### Data to process
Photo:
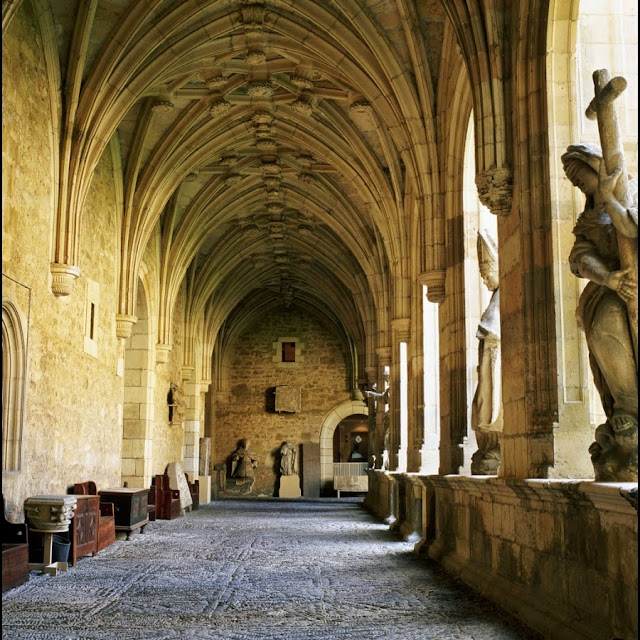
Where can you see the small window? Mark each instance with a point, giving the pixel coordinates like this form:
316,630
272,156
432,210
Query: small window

==

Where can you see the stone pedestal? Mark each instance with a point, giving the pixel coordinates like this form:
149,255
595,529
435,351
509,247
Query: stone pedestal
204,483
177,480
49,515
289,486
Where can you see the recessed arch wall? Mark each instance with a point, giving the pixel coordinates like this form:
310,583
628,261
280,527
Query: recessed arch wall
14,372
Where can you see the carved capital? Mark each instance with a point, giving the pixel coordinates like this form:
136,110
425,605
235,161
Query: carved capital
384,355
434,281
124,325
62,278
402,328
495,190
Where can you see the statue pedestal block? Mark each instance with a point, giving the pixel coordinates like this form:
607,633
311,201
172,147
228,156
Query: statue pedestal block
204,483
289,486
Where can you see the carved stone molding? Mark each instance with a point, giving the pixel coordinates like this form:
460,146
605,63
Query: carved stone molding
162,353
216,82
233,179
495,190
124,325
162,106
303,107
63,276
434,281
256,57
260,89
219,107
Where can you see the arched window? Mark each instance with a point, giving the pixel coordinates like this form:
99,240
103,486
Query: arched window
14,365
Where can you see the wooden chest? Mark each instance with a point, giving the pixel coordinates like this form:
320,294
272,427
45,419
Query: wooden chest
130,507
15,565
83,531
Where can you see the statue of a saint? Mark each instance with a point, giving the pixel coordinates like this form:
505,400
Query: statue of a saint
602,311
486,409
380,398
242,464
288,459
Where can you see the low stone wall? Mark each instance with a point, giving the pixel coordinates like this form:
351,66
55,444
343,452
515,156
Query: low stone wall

---

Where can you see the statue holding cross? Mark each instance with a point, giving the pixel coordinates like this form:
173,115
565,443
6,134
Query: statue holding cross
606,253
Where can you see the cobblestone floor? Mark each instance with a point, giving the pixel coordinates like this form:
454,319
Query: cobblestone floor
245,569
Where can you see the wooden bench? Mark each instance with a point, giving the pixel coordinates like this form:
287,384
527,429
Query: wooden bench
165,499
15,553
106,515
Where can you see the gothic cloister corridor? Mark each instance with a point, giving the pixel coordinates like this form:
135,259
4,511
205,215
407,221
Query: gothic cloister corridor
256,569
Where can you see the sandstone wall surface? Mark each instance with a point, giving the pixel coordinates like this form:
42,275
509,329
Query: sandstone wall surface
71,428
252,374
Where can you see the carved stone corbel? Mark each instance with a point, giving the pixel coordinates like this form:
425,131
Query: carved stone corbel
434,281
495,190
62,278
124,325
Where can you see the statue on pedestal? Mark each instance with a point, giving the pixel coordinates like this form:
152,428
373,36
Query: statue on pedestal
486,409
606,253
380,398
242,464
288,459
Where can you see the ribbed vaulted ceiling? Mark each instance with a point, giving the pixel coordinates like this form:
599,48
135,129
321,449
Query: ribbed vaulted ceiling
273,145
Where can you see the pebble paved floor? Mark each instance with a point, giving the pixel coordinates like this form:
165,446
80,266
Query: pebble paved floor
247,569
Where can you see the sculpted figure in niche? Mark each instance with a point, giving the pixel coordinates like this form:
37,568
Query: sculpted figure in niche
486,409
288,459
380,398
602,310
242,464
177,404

### Problem to solve
Give the lines of the items as a JSON list of strings, one string per line with blank lines left out, starting with the line that contains "Where can you see the low" and going on through the line that contains "Query: low stone wall".

### Reply
[
  "Where can you see the low stone wall? Mark each instance with a point, giving the pixel coordinates like this form:",
  "351,66",
  "55,444",
  "343,452",
  "515,156",
  "Query: low stone wall"
]